• **PROBLEM REQUIREMENTS**:
Below are some records; quote exactly the lines from the one that contains "for every instance of the dog's tail, set" through the one that contains "for every instance of the boy, set", inclusive, and no others.

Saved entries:

=== Begin Enclosure ===

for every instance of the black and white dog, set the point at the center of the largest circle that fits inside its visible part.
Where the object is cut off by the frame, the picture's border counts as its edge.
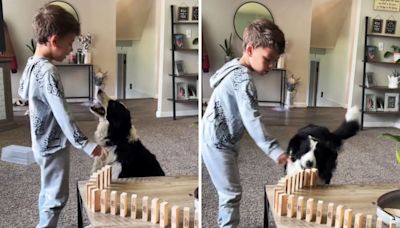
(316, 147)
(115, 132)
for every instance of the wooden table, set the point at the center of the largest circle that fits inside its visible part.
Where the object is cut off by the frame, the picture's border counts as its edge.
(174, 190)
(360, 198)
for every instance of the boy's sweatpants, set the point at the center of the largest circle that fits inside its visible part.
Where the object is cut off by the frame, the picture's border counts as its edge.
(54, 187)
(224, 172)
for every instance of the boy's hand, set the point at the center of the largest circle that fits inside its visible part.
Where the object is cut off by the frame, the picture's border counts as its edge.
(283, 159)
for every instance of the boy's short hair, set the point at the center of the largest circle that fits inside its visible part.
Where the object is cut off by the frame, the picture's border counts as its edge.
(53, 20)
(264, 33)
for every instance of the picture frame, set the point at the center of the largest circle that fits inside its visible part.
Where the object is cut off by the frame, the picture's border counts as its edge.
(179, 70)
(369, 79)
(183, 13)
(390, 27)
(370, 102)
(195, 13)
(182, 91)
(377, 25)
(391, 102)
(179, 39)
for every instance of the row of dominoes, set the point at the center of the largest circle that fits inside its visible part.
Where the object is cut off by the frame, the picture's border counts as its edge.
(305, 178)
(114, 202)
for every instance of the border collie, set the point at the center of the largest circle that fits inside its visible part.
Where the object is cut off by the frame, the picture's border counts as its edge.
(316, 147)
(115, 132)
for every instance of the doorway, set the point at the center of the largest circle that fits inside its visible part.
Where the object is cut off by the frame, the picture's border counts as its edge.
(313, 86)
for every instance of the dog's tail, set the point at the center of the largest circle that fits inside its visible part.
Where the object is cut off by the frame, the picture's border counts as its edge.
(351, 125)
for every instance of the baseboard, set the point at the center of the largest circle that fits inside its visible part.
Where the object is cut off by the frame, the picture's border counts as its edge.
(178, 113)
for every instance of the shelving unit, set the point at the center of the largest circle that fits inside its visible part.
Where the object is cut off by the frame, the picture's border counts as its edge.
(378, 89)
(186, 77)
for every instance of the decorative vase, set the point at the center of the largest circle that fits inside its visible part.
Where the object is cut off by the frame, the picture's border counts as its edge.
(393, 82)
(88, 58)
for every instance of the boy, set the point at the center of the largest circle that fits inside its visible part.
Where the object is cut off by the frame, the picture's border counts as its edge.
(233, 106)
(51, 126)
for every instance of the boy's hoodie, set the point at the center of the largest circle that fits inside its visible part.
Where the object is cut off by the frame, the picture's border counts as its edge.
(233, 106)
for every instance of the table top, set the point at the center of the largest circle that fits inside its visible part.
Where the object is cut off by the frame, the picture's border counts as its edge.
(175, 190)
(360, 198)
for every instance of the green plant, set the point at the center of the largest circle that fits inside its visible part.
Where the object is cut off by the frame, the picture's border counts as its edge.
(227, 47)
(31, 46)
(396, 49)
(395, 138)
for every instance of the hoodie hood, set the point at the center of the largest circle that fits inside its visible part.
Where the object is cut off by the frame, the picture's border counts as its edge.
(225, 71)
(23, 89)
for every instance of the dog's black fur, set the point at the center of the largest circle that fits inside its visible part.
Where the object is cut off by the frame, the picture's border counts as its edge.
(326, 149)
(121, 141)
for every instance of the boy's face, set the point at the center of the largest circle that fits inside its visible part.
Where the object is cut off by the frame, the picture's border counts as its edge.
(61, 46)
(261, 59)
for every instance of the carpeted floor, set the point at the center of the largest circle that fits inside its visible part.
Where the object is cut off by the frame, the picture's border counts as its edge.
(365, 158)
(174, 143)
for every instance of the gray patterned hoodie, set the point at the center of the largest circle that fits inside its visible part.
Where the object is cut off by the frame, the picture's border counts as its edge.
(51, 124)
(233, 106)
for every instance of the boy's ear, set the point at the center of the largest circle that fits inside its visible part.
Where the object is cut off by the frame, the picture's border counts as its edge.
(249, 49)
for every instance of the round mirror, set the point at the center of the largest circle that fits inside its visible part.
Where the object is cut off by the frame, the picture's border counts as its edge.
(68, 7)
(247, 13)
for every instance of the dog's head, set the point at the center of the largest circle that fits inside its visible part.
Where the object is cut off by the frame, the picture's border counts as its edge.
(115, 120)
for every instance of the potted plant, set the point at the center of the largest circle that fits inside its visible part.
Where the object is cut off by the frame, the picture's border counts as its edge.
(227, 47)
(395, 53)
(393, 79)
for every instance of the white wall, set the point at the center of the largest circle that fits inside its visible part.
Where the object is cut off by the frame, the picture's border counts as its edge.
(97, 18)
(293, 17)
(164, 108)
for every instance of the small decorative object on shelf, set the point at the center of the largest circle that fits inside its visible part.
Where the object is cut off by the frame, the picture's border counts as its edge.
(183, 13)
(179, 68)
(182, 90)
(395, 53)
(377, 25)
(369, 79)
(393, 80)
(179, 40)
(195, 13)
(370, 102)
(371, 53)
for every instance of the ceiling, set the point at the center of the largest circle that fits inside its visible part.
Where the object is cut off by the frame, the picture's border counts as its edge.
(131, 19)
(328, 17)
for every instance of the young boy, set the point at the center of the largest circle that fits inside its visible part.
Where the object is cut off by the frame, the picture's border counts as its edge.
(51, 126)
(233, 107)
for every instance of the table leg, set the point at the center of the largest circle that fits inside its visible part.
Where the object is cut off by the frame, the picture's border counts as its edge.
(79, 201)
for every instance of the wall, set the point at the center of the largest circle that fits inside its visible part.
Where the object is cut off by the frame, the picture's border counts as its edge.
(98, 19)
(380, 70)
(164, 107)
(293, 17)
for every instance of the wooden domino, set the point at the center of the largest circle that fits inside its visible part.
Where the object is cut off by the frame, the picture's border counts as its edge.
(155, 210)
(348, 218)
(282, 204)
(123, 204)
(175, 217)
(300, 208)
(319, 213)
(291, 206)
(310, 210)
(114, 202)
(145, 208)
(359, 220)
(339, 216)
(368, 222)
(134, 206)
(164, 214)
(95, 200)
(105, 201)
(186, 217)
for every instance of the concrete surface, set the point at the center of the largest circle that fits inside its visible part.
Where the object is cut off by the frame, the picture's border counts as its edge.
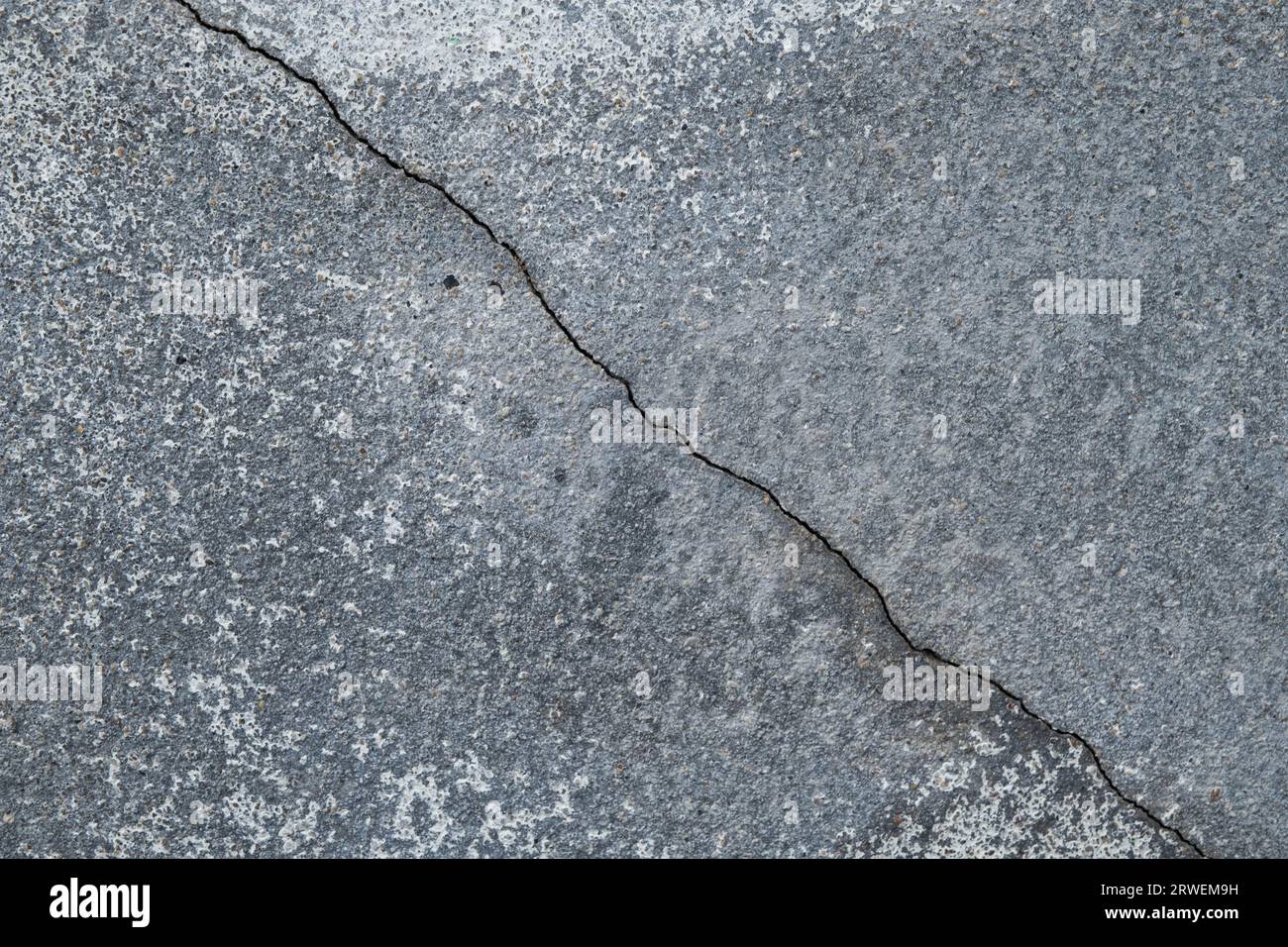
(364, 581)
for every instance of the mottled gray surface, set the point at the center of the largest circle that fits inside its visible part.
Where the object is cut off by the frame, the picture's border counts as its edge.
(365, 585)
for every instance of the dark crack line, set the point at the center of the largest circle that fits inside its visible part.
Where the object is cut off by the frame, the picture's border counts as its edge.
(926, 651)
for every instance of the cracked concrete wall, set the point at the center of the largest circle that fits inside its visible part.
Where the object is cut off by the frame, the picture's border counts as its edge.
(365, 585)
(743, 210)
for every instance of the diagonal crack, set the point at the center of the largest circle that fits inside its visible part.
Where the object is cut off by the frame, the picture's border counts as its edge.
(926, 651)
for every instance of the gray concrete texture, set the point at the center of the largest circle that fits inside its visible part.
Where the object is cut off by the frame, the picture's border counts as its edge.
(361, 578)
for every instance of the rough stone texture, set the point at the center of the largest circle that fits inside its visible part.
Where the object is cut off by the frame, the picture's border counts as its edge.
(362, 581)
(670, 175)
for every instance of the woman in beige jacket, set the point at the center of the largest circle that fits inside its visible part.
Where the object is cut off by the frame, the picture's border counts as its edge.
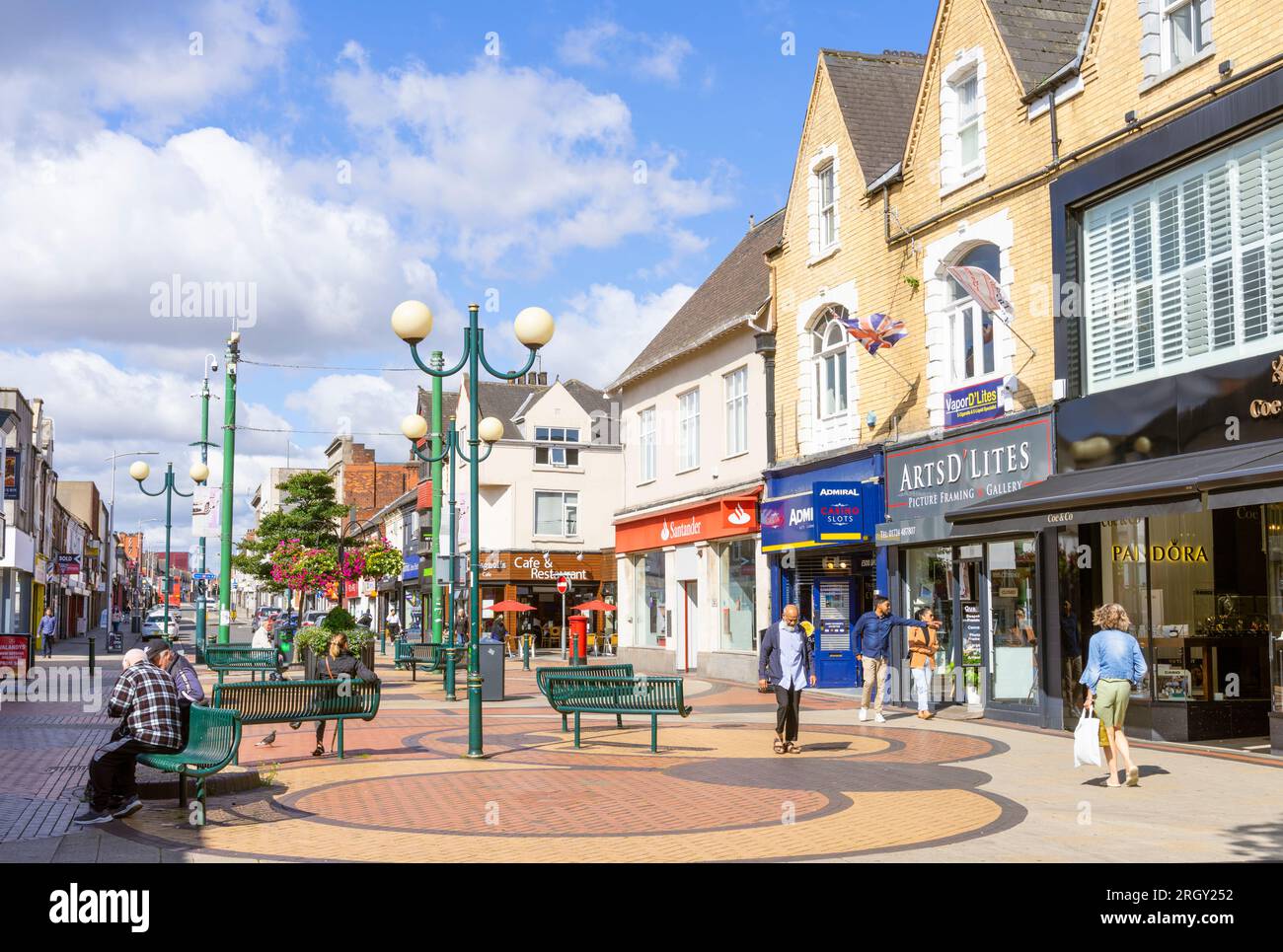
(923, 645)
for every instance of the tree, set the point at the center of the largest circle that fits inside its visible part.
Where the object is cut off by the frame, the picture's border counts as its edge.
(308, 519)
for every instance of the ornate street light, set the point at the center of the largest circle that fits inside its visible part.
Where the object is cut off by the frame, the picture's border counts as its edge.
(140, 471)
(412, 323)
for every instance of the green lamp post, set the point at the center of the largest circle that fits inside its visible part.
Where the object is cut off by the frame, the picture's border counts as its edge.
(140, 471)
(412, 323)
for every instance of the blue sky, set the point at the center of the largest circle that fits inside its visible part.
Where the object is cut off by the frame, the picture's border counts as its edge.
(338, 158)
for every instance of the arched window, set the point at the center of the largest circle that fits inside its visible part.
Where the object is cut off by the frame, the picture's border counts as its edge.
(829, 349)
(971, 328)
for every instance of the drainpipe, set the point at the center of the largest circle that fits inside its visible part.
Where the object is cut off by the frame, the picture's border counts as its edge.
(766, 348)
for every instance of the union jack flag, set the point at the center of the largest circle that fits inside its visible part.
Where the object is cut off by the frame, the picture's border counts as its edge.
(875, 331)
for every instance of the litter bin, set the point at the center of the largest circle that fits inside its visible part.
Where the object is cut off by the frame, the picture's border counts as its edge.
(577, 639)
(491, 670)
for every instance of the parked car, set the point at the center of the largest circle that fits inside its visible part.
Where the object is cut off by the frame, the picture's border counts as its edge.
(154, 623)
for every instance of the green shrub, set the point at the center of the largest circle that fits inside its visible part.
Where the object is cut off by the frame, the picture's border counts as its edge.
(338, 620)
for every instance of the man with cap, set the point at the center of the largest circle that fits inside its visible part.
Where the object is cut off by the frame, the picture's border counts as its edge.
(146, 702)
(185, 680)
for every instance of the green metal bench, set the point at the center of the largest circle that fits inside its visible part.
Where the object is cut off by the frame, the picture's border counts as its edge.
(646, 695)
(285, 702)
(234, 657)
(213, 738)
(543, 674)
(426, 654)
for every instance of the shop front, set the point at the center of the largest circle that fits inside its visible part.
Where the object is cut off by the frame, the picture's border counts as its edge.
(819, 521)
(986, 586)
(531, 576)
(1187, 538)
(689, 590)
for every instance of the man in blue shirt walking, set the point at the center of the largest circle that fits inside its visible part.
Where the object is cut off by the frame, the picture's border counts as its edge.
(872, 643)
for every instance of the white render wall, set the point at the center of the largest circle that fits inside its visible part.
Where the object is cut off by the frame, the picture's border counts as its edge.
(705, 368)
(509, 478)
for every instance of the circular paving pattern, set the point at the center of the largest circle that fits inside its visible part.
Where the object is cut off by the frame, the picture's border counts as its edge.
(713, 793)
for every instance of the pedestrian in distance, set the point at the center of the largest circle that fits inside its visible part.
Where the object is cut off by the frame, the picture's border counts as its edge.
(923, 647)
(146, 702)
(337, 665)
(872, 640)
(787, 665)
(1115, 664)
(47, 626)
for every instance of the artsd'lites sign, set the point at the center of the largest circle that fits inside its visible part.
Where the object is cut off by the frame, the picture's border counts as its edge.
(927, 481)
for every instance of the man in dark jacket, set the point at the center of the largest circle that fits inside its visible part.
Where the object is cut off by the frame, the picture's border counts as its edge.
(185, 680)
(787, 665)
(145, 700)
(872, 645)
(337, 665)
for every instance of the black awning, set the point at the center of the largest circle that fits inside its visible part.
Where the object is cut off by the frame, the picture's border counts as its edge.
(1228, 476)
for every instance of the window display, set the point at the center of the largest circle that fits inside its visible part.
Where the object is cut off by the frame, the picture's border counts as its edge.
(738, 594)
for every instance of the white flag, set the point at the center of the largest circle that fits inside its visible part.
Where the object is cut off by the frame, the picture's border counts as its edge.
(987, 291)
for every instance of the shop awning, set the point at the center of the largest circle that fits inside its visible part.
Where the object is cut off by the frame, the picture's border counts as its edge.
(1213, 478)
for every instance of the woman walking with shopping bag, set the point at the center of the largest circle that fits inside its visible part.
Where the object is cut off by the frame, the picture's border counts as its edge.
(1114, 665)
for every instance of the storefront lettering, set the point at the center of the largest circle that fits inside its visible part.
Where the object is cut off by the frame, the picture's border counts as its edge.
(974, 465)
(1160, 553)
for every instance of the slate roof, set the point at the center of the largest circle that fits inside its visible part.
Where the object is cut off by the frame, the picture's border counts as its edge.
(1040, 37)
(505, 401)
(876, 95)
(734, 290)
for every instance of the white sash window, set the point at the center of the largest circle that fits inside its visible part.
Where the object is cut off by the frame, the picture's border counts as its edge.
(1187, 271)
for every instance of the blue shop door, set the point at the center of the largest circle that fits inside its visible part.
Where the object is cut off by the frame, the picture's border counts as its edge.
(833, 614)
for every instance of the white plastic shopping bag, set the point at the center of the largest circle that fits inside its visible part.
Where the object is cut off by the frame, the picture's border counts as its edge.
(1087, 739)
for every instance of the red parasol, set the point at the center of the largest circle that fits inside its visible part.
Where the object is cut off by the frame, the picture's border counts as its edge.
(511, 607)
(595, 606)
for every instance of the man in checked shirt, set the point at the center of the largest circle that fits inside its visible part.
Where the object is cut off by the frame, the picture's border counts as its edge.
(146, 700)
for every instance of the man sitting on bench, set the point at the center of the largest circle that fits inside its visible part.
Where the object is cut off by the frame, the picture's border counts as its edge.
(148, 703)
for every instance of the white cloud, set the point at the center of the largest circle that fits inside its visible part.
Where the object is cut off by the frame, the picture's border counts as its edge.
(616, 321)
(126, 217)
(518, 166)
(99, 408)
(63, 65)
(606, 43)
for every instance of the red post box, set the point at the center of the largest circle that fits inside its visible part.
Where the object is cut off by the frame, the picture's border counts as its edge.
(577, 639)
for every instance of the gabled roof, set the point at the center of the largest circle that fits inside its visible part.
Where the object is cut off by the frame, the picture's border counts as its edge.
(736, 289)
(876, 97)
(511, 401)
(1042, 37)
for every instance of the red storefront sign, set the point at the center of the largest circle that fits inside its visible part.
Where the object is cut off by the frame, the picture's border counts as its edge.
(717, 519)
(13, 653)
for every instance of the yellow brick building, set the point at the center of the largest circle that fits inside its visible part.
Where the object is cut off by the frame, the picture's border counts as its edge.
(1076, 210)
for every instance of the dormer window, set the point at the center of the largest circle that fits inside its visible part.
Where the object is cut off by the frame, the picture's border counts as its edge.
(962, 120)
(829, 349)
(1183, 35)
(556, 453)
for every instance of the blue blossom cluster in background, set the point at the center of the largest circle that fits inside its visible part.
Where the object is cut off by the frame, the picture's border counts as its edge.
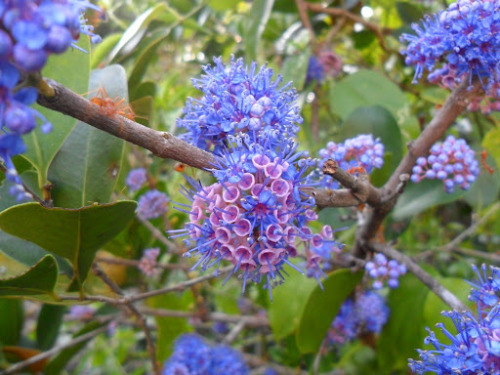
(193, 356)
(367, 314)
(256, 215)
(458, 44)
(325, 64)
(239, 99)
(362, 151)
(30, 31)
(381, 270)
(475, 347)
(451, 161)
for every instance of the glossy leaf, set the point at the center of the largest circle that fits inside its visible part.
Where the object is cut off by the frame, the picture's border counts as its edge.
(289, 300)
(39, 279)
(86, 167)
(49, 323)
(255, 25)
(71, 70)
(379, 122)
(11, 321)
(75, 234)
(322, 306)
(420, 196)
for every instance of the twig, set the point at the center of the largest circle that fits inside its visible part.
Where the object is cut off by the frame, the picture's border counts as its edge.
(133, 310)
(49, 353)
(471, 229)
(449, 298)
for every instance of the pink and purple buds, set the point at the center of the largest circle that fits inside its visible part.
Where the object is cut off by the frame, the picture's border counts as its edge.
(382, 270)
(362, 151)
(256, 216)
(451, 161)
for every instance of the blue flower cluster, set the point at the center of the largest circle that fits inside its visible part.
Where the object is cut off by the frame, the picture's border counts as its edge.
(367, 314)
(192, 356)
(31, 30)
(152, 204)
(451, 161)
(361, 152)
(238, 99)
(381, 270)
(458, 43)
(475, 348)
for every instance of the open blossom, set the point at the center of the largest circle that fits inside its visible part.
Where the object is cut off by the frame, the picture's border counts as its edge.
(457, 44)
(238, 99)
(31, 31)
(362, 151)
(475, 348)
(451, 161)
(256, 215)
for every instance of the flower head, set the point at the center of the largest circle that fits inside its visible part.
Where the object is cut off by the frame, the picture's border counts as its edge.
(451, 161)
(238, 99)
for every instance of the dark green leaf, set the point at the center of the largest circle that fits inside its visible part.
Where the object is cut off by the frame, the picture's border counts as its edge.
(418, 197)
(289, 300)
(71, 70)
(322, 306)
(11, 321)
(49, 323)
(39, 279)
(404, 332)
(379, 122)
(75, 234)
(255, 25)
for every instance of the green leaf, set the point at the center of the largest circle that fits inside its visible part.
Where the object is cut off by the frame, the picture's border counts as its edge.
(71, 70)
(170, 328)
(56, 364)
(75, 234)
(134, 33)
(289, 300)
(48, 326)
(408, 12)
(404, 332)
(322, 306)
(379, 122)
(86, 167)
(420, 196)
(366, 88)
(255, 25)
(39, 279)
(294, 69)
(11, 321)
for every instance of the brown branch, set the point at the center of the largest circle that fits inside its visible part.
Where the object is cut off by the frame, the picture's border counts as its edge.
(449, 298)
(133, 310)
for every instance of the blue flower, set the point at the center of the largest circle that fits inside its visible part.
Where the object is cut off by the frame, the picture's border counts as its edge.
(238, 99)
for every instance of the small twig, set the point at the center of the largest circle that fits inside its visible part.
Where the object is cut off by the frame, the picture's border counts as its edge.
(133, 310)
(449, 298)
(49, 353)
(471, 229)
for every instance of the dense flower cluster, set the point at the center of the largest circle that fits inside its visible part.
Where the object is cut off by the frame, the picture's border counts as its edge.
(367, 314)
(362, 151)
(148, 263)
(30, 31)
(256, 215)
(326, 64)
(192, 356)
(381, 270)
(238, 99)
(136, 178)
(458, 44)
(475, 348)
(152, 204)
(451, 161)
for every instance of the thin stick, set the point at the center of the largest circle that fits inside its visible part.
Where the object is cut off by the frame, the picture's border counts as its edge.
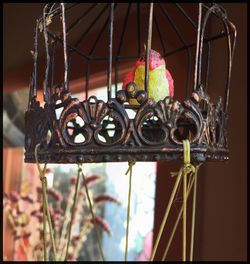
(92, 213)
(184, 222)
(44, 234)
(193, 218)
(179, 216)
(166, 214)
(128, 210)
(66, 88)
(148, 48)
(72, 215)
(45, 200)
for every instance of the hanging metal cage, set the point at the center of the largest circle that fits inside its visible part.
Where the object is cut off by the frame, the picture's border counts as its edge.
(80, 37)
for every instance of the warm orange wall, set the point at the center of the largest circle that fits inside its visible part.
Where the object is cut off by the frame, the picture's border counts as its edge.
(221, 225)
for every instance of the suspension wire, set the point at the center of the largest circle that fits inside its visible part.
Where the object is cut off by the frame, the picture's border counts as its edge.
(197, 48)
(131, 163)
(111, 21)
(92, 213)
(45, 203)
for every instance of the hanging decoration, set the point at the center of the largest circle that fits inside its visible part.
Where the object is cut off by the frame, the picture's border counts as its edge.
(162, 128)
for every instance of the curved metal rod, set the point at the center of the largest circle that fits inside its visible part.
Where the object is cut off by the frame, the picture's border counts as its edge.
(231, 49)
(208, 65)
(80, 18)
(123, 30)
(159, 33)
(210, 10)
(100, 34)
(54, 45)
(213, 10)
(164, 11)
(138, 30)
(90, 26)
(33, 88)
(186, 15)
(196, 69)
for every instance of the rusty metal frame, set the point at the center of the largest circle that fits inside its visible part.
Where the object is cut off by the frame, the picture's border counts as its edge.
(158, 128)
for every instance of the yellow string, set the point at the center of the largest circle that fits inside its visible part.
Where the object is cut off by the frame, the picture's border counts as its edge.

=== End Enclosure ===

• **FINAL ANSWER**:
for every instance of the dog's tail, set the point at the center of the largest circle that fits inside its visible part.
Where the object is cut off by the frame, the picture's border counts as its edge.
(351, 125)
for every instance of the baseboard, set the point at the center of the largest circle that fits inside its visible part.
Where the object is cut off by the frame, the picture's border counts as its edge.
(178, 113)
for every instance of the shelving unit, set the point at the center of the largest circle that fits inside its visible part.
Where the object is cut off by the frame, the picture's border counts as its edge.
(378, 89)
(186, 77)
for every instance of the decorative vase, set the point at the center of the largest circle that fits inside its visible part.
Where the object is cut off by the frame, the picture's border counts as its edge.
(393, 82)
(88, 58)
for every instance of the boy, set the point at the center of the largest circle that fits inside its visible part.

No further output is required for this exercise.